> TEXTE FOURNI
Avril 2009. L'armée pakistanaise pilonne villes et villages dans la vallée de Swat, une région du nord-ouest du pays qui se trouve alors sous le contrôle d'insurgés talibans. L'offensive provoque une grave crise humanitaire, mais le gouvernement pakistanais finit par atteindre son objectif : les islamistes qui avaient imposé leur règne de terreur à la population locale sont évincés. La vie reprend son cours dans la vallée.

Août 2010. Les pluies de mousson exceptionnelles qui s'abattent sur le Pakistan inondent le cinquième du territoire de ce vaste pays. Plus de 700 000 maisons sont détruites, six millions de Pakistanais souffrent de faim et de soif, le choléra menace les régions sinistrées. Parmi elles, la vallée de Swat.

> DONNÉES D'ENTRÉE

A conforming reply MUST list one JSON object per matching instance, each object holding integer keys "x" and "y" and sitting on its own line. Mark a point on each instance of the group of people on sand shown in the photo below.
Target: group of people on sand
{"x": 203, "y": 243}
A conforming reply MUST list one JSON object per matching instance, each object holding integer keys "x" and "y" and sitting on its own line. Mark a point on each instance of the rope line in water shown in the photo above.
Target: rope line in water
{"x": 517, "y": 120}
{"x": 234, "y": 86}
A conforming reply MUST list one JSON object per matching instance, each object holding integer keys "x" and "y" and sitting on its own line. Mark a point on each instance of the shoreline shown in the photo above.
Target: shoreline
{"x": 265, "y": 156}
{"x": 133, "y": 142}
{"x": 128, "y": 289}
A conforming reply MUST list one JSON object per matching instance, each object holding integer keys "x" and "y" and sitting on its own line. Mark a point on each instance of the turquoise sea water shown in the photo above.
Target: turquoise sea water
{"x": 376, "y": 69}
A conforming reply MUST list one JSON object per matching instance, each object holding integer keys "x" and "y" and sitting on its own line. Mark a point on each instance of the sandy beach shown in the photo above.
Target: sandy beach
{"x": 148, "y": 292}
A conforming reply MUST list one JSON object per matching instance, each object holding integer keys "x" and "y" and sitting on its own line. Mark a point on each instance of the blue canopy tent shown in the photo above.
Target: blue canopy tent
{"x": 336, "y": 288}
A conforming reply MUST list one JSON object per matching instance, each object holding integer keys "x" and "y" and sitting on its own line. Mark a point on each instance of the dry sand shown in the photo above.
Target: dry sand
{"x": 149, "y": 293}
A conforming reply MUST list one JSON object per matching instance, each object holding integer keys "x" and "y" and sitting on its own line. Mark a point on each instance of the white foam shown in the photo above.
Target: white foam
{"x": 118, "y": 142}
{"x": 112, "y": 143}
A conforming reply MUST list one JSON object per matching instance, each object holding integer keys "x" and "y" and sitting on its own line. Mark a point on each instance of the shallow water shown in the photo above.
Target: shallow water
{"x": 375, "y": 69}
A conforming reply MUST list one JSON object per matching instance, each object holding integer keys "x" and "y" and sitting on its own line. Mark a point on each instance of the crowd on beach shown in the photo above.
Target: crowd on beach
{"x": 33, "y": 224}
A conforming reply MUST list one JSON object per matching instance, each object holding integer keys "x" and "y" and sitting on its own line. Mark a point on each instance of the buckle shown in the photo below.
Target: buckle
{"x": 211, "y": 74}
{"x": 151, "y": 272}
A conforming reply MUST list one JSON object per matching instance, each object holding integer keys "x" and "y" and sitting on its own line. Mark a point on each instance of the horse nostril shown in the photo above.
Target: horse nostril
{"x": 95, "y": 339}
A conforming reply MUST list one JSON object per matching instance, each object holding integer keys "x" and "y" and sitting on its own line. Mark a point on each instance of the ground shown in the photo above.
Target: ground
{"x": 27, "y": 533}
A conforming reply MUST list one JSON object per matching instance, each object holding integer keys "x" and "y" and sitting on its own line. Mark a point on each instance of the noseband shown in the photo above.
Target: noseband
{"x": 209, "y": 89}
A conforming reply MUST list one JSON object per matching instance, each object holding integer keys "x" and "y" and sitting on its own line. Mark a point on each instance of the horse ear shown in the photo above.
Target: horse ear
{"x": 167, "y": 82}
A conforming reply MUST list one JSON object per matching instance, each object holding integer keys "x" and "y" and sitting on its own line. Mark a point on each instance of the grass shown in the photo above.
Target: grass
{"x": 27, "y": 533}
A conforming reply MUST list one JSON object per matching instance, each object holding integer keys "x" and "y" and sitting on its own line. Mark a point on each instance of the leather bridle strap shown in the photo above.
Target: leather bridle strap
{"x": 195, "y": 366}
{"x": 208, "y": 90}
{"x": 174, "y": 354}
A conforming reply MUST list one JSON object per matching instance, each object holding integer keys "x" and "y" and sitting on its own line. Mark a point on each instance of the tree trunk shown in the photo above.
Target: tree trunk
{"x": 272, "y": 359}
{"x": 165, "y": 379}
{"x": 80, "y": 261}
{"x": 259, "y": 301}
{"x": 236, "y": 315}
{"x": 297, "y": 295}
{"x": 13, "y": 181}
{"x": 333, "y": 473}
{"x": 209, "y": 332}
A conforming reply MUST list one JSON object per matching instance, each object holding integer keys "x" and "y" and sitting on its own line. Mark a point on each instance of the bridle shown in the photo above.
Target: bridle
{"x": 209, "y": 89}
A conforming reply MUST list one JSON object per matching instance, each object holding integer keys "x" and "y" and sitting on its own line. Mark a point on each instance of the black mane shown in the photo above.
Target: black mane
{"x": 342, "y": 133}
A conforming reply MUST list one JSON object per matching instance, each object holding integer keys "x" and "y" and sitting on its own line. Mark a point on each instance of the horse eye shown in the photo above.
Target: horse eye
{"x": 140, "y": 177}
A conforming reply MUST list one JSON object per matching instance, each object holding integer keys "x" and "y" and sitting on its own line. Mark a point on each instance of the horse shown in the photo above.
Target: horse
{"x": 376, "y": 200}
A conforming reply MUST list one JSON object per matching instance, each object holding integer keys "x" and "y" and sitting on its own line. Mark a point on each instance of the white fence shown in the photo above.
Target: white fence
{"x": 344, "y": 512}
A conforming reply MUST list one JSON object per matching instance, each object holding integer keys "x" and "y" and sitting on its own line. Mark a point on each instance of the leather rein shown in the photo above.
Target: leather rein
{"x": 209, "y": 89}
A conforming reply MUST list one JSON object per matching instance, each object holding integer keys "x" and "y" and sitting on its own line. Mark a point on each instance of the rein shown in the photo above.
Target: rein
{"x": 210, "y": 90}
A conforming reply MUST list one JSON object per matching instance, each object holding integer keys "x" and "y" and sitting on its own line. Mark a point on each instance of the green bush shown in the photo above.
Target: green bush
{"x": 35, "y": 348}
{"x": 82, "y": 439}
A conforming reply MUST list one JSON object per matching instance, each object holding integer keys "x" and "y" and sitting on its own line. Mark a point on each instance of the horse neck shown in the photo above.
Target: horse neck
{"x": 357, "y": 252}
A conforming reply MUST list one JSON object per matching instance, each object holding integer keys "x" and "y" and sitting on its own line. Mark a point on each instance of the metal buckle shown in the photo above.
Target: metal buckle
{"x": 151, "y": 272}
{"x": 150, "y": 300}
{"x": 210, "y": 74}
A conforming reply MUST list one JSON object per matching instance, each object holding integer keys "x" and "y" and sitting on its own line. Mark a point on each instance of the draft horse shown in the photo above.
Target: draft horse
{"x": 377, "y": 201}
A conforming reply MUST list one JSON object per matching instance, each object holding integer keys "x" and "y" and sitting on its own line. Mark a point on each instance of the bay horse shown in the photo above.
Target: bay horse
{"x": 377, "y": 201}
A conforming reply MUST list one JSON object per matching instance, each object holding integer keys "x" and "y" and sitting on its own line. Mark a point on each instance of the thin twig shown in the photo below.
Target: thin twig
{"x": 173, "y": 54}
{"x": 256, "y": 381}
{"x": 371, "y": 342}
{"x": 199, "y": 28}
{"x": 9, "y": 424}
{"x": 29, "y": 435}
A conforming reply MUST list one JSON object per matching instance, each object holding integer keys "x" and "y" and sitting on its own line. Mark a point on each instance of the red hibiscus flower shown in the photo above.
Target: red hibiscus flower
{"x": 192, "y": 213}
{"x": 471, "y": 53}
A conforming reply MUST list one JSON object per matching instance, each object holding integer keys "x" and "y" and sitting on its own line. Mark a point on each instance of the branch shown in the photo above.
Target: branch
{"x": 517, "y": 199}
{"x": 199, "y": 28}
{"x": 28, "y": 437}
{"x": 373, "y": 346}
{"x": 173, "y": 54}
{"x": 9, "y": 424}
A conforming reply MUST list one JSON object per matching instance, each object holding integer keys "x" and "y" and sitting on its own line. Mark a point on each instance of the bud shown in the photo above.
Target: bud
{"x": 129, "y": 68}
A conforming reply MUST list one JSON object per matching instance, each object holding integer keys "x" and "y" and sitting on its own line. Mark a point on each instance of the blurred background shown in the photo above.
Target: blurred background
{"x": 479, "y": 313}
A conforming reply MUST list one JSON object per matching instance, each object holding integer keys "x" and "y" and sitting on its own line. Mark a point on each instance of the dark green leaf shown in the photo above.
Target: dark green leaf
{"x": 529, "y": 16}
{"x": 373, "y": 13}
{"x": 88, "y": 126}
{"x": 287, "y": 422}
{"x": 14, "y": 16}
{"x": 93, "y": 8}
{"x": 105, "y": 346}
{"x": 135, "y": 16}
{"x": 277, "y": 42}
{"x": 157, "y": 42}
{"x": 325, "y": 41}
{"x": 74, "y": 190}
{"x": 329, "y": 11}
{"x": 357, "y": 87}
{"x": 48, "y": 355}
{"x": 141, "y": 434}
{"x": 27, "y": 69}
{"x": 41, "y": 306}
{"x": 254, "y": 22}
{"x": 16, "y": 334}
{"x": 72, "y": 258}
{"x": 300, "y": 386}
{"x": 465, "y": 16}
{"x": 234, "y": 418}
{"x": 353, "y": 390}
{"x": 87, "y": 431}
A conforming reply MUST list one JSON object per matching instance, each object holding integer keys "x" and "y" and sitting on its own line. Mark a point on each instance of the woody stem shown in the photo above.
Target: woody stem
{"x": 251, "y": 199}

> EXERCICES
1. Reproduisez fidèlement le passage du texte sur la vallée de Swat qui commence par « Avril 2009. L'armée » et se poursuit jusqu'à « dans la vallée. ».
2. Écrivez la suite du texte sur la vallée de Swat à partir de sa dernière phrase.
Les enregistrements n'ont aucun lien avec le texte.

> CORRIGÉ DES ACTIVITÉS
1.
Avril 2009. L'armée pakistanaise pilonne villes et villages dans la vallée de Swat, une région du nord-ouest du pays qui se trouve alors sous le contrôle d'insurgés talibans. L'offensive provoque une grave crise humanitaire, mais le gouvernement pakistanais finit par atteindre son objectif : les islamistes qui avaient imposé leur règne de terreur à la population locale sont évincés. La vie reprend son cours dans la vallée.

2.
Qui vient en aide aux habitants de la vallée? Eh non, ce n'est pas le gouvernement pakistanais, qui se montre complètement dépassé par la crise. En revanche, les talibans y dépêchent leurs organisations caritatives pour monter des camps, nourrir et soigner la population éprouvée - et rivaliser, dans les opérations de secours, avec d'autres groupes islamistes.

L'inaction des autorités pakistanaises a même permis à ces groupes de se frayer un chemin vers d'autres régions inondées, là où on ne les avait pas vus jusqu'à maintenant. Et ce n'est peut-être qu'un début.

«Profitant d'un soutien populaire accru et de la faiblesse du gouvernement, les combattants du djihad orchestrent leur retour non seulement dans les régions de Swat et de Malakand, mais aussi au Pendjab», prévoit le centre de recherche indien Institute for Defence Studies and Analysis (IDSA), dans une «anatomie des inondations» publiée la semaine dernière.

Cette «anatomie» dessine une vision extrêmement sombre pour l'avenir du Pakistan. Le gouvernement aura du mal à combattre des groupes porteurs d'une aide qu'il est lui-même incapable de fournir, prévoit l'auteur de l'analyse. Quant à l'armée pakistanaise, elle sera attelée à reconstruire les infrastructures endommagées et aura d'autres chats à fouetter. Peu à peu, les extrémistes pourraient se frayer un chemin jusqu'au pouvoir.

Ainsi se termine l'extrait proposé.